Problem
Reproduce the material verbatim, starting at its first line and ending at the line that contains "negative clicks: (690, 348) (538, 413)", with both of those lines included.

Stored data entries
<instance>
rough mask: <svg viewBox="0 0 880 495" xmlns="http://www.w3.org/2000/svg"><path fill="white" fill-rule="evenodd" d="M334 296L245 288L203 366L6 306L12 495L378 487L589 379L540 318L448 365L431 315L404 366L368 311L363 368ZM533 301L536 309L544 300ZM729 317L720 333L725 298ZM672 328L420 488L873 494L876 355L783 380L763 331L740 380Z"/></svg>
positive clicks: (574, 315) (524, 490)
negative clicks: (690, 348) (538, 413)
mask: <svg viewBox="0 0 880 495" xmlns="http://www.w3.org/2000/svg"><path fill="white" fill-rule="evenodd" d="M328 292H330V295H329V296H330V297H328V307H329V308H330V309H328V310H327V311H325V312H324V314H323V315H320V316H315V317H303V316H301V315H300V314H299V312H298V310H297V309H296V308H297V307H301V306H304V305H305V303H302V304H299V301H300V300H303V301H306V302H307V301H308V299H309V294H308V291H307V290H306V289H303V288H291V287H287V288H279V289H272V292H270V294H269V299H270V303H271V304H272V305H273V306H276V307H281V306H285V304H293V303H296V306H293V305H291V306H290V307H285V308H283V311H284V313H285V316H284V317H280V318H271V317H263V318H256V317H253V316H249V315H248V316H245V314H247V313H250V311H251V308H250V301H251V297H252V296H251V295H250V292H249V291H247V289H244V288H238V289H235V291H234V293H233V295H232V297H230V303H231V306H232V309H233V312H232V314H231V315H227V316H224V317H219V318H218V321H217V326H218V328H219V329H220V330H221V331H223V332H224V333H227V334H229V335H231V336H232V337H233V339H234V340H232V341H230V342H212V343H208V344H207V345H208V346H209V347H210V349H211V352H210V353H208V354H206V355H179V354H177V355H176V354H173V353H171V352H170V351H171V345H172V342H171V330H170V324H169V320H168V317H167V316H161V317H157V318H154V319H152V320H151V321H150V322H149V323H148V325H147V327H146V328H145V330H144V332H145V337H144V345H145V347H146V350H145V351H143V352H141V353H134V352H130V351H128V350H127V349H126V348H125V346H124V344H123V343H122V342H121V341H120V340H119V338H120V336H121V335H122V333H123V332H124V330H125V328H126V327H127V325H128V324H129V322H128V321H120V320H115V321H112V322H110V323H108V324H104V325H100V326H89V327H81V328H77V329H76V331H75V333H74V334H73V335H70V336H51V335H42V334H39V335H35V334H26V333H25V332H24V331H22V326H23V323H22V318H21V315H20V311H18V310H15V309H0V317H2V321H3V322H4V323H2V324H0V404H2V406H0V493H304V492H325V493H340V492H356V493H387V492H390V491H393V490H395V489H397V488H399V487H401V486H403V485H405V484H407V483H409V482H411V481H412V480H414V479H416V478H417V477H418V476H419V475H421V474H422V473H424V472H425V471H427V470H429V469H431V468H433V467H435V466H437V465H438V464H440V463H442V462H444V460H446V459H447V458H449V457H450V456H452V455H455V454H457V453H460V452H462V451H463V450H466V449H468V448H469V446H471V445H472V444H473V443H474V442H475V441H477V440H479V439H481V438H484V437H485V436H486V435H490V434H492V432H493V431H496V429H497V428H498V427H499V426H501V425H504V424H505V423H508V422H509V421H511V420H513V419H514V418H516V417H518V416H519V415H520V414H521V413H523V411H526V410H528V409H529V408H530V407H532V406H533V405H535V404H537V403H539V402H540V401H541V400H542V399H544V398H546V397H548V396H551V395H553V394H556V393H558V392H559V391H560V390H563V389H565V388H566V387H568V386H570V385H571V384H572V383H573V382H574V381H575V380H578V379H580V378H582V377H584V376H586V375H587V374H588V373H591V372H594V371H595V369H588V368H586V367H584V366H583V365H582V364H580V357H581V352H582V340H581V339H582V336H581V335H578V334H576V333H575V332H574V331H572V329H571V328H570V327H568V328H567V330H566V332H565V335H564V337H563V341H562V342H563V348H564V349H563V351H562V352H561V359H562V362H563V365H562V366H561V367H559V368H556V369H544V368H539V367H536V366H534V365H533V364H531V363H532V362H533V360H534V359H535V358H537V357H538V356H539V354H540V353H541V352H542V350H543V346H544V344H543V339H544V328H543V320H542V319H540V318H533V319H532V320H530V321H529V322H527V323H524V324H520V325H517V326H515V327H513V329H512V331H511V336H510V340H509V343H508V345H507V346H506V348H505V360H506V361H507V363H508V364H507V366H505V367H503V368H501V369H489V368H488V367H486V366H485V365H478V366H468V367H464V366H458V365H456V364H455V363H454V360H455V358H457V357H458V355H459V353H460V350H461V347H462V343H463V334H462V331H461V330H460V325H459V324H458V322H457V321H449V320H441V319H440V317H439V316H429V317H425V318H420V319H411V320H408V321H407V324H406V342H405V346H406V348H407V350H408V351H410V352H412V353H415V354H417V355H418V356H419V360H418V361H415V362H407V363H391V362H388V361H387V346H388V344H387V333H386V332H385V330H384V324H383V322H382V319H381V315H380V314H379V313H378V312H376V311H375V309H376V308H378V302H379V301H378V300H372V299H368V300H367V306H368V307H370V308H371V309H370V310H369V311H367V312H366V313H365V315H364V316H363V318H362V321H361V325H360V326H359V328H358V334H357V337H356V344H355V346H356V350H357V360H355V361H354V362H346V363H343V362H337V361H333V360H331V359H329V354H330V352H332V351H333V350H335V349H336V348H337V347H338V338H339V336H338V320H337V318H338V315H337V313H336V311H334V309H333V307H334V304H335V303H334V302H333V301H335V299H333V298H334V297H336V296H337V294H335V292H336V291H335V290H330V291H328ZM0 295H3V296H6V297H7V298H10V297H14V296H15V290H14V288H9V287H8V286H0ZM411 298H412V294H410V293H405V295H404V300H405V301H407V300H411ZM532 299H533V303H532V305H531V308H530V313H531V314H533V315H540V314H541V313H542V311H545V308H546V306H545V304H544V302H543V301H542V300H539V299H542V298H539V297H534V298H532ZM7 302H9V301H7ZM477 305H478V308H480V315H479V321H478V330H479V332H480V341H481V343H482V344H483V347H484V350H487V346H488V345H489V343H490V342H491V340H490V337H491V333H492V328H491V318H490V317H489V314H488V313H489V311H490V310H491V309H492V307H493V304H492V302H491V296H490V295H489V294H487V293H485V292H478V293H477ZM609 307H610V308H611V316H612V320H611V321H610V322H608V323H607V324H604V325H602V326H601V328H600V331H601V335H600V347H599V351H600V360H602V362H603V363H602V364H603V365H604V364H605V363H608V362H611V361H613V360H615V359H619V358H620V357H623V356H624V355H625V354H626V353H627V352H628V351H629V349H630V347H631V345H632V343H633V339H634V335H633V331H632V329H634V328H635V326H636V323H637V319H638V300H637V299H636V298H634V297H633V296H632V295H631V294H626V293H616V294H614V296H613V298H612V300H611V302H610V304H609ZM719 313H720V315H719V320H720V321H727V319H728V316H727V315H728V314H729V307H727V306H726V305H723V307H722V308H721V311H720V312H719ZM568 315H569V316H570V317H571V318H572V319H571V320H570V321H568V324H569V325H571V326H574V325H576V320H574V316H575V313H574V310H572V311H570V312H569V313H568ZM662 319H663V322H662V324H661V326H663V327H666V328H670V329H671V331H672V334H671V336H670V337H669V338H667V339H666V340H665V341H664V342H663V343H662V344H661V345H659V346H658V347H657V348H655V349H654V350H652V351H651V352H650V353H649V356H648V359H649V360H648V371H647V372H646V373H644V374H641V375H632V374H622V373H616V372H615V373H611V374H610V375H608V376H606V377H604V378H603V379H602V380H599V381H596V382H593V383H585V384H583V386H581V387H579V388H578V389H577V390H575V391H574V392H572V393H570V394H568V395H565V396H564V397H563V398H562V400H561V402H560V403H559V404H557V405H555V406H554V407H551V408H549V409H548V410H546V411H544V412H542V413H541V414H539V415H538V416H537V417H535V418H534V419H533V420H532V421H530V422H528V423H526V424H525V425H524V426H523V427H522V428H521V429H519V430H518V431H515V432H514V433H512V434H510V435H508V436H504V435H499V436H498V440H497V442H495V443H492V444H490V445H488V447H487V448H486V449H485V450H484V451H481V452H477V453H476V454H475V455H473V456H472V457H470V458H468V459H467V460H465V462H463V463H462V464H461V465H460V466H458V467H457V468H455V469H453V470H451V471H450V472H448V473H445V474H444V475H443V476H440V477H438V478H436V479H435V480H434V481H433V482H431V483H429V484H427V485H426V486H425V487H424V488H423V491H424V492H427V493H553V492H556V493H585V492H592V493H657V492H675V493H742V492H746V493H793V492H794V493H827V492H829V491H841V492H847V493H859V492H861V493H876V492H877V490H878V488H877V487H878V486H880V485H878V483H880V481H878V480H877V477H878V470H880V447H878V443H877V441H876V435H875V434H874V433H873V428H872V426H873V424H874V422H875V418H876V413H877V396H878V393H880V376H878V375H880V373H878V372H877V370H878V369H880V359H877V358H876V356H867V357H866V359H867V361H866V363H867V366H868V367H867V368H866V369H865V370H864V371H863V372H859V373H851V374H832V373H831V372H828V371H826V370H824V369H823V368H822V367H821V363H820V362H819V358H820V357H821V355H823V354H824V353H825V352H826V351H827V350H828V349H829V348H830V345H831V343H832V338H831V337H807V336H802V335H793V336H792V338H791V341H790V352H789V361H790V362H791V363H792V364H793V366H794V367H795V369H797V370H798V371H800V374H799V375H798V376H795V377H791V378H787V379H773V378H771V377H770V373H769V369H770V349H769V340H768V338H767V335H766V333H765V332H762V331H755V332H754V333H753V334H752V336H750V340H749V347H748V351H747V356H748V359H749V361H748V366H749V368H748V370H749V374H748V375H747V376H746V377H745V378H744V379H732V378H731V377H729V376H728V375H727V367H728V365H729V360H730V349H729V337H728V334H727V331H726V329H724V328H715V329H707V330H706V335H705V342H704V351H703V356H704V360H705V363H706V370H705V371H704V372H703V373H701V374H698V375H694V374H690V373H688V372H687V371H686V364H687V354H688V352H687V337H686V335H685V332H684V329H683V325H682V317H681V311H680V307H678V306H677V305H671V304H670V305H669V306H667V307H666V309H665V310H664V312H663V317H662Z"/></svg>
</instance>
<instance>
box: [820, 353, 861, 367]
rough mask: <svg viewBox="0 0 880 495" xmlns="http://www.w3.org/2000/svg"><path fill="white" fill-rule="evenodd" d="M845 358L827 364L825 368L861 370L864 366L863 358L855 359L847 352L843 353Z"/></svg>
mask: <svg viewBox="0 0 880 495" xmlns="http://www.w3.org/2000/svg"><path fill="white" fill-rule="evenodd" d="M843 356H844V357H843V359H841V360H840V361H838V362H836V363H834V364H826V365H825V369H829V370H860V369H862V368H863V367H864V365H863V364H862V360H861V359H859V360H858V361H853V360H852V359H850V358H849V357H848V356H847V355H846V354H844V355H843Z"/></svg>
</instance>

Result of the exercise
<instance>
rough mask: <svg viewBox="0 0 880 495" xmlns="http://www.w3.org/2000/svg"><path fill="white" fill-rule="evenodd" d="M334 296L245 288L203 366L6 306L12 495L378 487L589 379L540 318L448 365L431 315L404 366L368 311L363 368ZM533 301L536 309L544 300ZM729 317L720 333L725 298ZM672 328L420 488L873 494L876 355L783 380L763 331L740 380Z"/></svg>
positive clicks: (574, 315) (524, 490)
negative clicks: (690, 348) (538, 413)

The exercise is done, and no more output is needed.